BEGIN Given passage

Episode Six: The Garrison Commander
Drew: We are full of burritos.
Jen: Are you ready for a roller coaster of emotions?!
Drew: Re: burritos.
Jen: This is going to be an amazing hour of television
You will need only the edge of your seat
Drew: I admit I have neglected to Watch and Win the past two eps.
Jen: OMG YOU MONSTER
Drew: I am Dodge Stratus.
Jen: Ha. Inside joke
Drew: (That’s an injoke)
Jamie’s scars look very, uh, silly putty.
Jen: I am so tense about what Claire’s answer is going to be
Drew: “Bilbo and Breeze”?
I am hearing this song for the first time.
Through Weird Al ears.
Jen: I admit I have been listening to the song a few dozen times on Spotify during each week
I am nerd
Who are you.
Jen: You married me
Drew: Today’s Office Tour is: British Officer!
Jen: Start of episode. What is Claire going to say?
Drew: So Claire is a Guest of the Clan MacKenzie who is a guest of the British army?
Jen: I suppose it’s always better to be a guest of the King than otherwise
Drew: So only Dougal went with her?
A little different fro the book but not thematically different
Drew: Uh. Why is the light cavalry all wearing powdered wigs?
Jen: Also can we go horseback riding sometime?
Like I have a need to be wearing garb and riding horsies
Drew: Bad Guy! Gasp!
Jen: Gross who is this British dude
Drew: That’s me.
Jen: He is a close talker
Drew: That’s my time travel dream.
Jen: Ugh. English dudes are racist jerks
Drew: New ship: Dougal and Lord Twirp.
Jen: Civilized? They don’t appreciate the Scottish landscape? It’s not like they have cable if they go back to London
Drew: An enigma wrapped in a kilt!
Jen: Dougal is AWESOME
Drew: It would not have hurt Dougal to be a little nice.
Jen: Ok I am loving how this is going. Not in the book at all but this is awesome
Also can we get a harpsichord
Drew: Ungh. Really? Will we put it next to your spinning wheel and blunderbuss?
Jen: Yup. Where is my time travel preparation room?
I love that Claire is all about getting her drink on
Drew: In the past YOUR MIND IS BLOWN
Jen: Uh oh
Drew: Black Jerk!

END Given passage

• **Problem**: Write out verbatim the portion of the Garrison Commander episode chat that opens with the words containing "A little different" and closes with "Drew: That’s me.".

BEGIN Provided records

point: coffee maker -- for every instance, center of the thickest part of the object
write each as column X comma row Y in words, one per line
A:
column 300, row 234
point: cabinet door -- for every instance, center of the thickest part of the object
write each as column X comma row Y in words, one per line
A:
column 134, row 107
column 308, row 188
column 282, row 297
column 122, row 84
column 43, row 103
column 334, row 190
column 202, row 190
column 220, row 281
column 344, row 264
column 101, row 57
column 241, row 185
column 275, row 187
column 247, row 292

END Provided records

• **Answer space**:
A little different fro the book but not thematically different
Drew: Uh. Why is the light cavalry all wearing powdered wigs?
Jen: Also can we go horseback riding sometime?
Like I have a need to be wearing garb and riding horsies
Drew: Bad Guy! Gasp!
Jen: Gross who is this British dude
Drew: That’s me.